Text to read:
*-*-*

On local computer: clone the remote repository.

git clone ssh://user@master:path/my_rep
cd my_rep

The cloned repository creates automatically an 'origin' link to the master. Before working it is a good idea to pull the latest changes and create a local branch:

git pull origin --rebase
git checkout -b local_mybranch
(... work ...)
git commit -a
(... work ...)
git commit -a

Before pushing your changes to the master you can always do a pull of the master change and rebase your work branch on it. A trick I often use is to make a rebase with the -i option. That way you can paste your commit together in one single giant commit.

git checkout master
git pull --rebase
git checkout local_mychanges
git rebase -i master

Then push your changes on remote: git push origin local_mybranch:mybranch_on_remote

On the remote repository. You (or someone else) can merge the changes in the master branch.

git checkout master    
git merge mybranch_on_remote

Because my projects are normally web applications that I want to develop locally and test on a remote server, I almost always keep up to date copies of all branches on the remote. The only exception would be if I doing a very vague proof-of-concept test.

*-*-*

Provided material:
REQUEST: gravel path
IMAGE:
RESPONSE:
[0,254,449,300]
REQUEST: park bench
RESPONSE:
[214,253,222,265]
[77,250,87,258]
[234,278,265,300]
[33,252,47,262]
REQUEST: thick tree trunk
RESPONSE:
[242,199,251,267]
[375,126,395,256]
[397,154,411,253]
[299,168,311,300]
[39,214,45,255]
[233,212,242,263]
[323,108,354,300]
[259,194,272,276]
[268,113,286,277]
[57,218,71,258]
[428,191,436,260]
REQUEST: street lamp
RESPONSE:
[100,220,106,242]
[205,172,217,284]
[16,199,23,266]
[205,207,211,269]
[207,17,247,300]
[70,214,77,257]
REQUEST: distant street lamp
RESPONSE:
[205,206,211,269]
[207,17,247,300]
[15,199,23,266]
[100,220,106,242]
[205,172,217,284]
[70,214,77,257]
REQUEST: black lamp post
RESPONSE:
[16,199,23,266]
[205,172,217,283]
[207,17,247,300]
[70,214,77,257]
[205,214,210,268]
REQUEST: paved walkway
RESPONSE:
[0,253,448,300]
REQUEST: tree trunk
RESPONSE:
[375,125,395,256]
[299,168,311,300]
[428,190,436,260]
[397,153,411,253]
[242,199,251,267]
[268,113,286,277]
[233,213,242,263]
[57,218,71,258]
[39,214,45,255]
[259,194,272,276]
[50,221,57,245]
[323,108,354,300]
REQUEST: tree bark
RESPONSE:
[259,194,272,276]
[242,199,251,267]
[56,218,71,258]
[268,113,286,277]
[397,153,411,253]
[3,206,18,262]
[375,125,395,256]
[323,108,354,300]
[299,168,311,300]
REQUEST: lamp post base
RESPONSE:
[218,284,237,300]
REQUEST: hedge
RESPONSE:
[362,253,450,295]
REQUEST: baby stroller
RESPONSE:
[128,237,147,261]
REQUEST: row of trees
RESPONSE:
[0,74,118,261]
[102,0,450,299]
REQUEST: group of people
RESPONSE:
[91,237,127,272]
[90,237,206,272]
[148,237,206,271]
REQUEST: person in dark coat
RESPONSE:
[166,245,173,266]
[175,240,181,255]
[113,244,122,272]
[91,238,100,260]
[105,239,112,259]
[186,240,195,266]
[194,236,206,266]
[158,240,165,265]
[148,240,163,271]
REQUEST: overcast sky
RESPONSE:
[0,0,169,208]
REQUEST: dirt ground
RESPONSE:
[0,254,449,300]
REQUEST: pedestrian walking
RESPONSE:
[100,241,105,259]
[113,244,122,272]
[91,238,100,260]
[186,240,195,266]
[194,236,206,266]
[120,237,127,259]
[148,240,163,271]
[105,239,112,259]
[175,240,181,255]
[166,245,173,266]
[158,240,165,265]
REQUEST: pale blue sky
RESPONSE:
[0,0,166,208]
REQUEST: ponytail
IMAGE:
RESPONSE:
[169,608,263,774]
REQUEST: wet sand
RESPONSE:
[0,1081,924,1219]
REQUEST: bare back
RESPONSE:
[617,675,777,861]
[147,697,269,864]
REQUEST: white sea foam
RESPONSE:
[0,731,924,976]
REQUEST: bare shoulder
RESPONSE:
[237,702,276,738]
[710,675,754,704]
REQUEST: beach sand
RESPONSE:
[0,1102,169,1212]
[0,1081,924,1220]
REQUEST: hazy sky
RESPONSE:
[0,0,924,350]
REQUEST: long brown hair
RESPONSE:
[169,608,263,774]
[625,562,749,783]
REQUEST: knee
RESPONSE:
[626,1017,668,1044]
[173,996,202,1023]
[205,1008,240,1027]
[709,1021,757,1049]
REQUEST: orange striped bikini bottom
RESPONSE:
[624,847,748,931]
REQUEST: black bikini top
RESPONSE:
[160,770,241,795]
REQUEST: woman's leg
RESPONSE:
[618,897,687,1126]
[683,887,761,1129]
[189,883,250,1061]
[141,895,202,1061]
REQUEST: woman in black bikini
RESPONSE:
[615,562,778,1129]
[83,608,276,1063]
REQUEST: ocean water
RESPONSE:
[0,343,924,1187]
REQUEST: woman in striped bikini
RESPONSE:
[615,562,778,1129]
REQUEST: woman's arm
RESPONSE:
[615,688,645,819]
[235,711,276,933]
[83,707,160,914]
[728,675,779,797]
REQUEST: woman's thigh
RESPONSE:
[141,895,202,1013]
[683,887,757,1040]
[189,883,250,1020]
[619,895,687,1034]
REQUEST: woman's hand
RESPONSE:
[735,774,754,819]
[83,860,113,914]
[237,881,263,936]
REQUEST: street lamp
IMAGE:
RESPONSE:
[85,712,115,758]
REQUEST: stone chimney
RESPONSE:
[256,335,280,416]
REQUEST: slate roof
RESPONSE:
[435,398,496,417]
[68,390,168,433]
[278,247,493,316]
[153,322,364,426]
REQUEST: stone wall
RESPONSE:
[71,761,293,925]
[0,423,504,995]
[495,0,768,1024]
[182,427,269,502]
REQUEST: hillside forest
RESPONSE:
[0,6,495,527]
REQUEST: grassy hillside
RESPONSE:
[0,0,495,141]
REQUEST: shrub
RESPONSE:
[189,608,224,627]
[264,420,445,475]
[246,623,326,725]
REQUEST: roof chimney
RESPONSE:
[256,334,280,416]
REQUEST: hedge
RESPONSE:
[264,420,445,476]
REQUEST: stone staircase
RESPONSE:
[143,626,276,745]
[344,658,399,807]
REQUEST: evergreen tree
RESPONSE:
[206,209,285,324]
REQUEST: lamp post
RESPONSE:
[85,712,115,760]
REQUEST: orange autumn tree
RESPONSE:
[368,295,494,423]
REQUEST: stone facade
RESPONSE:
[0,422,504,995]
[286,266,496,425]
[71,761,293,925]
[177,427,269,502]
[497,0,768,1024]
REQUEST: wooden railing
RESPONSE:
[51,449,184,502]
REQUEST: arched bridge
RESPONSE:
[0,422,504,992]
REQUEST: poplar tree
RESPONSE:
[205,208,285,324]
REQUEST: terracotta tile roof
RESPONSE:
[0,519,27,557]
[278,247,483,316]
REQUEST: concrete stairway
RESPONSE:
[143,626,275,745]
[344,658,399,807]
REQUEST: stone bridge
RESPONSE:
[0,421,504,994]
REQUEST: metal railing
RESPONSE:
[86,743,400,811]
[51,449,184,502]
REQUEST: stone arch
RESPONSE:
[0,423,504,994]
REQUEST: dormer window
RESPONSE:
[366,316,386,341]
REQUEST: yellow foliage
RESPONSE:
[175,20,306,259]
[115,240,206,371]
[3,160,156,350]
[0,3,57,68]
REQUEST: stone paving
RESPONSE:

*-*-*

Problem set:
A. List every line in the git workflow text that contains the word "checkout," in the order they appear.
B. Copy the git workflow text between "Because my projects" and "vague proof-of-concept test.", inclusive, renaming every "remote" to "staging".

Answers provided:
A.
git checkout -b local_mybranch
git checkout master
git checkout local_mychanges
git checkout master

B.
Because my projects are normally web applications that I want to develop locally and test on a staging server, I almost always keep up to date copies of all branches on the staging. The only exception would be if I doing a very vague proof-of-concept test.